▶ **Data excerpts**:

== Segment start ==

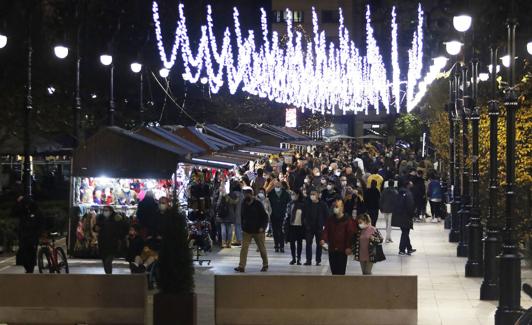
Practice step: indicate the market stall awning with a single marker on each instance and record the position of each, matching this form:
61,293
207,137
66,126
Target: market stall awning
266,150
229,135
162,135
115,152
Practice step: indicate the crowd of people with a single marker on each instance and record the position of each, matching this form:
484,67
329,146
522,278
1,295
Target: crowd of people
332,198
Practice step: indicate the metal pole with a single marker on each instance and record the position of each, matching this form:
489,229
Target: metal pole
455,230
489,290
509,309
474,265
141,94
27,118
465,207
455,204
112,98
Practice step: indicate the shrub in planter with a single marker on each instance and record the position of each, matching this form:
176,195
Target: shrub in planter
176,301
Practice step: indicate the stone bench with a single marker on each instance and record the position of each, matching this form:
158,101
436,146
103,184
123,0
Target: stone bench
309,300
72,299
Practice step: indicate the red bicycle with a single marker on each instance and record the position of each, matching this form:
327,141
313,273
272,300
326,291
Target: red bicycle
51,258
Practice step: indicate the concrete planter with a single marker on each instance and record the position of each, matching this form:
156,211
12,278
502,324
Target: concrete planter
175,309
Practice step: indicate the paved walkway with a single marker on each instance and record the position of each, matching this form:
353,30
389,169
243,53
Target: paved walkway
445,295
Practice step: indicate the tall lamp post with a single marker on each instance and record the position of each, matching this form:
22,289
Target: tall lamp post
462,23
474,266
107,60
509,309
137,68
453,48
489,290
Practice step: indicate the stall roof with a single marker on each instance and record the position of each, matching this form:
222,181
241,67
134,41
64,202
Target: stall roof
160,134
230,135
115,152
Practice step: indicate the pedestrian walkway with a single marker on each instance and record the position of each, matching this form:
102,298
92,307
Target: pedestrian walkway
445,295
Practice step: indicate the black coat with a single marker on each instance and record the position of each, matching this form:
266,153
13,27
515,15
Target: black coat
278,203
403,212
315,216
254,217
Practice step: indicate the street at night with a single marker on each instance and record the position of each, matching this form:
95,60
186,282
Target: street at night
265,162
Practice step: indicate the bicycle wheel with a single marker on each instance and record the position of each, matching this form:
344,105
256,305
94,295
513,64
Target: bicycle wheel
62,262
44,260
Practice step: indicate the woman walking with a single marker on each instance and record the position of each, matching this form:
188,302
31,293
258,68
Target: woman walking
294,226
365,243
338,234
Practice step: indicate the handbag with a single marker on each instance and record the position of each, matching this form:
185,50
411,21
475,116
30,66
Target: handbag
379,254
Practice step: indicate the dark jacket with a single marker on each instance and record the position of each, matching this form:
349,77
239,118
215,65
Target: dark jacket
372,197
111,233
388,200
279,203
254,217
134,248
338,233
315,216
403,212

== Segment end ==

In the transcription, every picture is to be excluded and the records above given again exactly.

▶ **WRITTEN RESPONSE**:
Practice step: indicate the market stall awning with a single marker on each instance and record the position of each, matching this form:
61,293
207,137
66,126
Target: market stall awning
266,150
229,135
162,135
115,152
Practice step: indicate the crowd of people with a single marker on each instance and record the position of each, matching this form:
484,67
329,146
522,278
1,295
Target: crowd of people
332,198
Practice step: indicate the metal pole with a single marker on each instance and record the position of each, matching this form:
489,229
Target: metal pole
455,230
489,290
509,309
474,265
141,94
27,118
465,207
455,204
112,98
Practice step: indicate the shrub in planter with a single marker on each instance and record the position of each, matching this form:
176,195
Target: shrub in planter
176,301
Practice step: indicate the stone bench with a single marker on each instance and record the position of each, matching this form:
158,101
436,146
103,184
123,0
Target: stone bench
309,300
72,299
Practice step: indicate the red bicycle with a single marker on each instance and record the position of each, matching this form:
327,141
313,273
272,300
326,291
Target: red bicycle
51,258
Practice step: indicate the concrete planter with a single marker on each instance and record the position of each, matching this form:
156,211
12,278
502,324
Target: concrete planter
175,309
Practice step: indicate the paved walkway with a single marker on each instance and record the position of each, matching this form:
353,30
389,169
243,53
Target: paved walkway
445,295
Practice step: indicate the tall lamp post with a single marker on each instance and record the position of each, matching this form:
22,289
Target: tall lamp post
462,23
474,266
107,60
509,309
137,68
453,48
489,290
Practice step: indicate the stall roof with a single marker on each instance and record the position of each, matching this form:
222,181
241,67
134,41
64,202
Target: stall roof
160,134
230,135
115,152
Practice step: indicate the pedestrian walkway with a single marker on each instance and record the position of each, matching this form:
102,298
92,307
Target: pedestrian walkway
445,295
Practice step: indicate the black coat with a single marker on each instance and record the position of each, matching this form:
266,153
13,27
515,15
Target: black coat
278,203
403,212
315,216
254,217
Practice step: indicate the street at night with a single marker on each instance and record the position of each, matching this form:
95,60
186,282
Target: street at night
265,162
Practice step: indicate the bicycle wheel with a single marker on each instance and record the position of each, matching this form:
344,105
256,305
94,295
513,64
Target: bicycle wheel
62,262
44,260
Practice step: indicate the woman walking with a single marker on each instance and record the position of each, matching this form:
188,302
31,293
258,68
Target: woman walking
294,226
365,243
338,234
Practice step: indicate the handbag with a single marker on each instance and record the position of each, matching this form:
185,50
411,21
475,116
30,66
Target: handbag
379,254
Practice step: indicate the dark jacket with a single marker on each instance and record the position of each, matching this form:
349,77
239,118
215,65
Target: dark jacket
372,197
111,233
388,200
279,203
254,217
134,248
338,233
315,216
403,212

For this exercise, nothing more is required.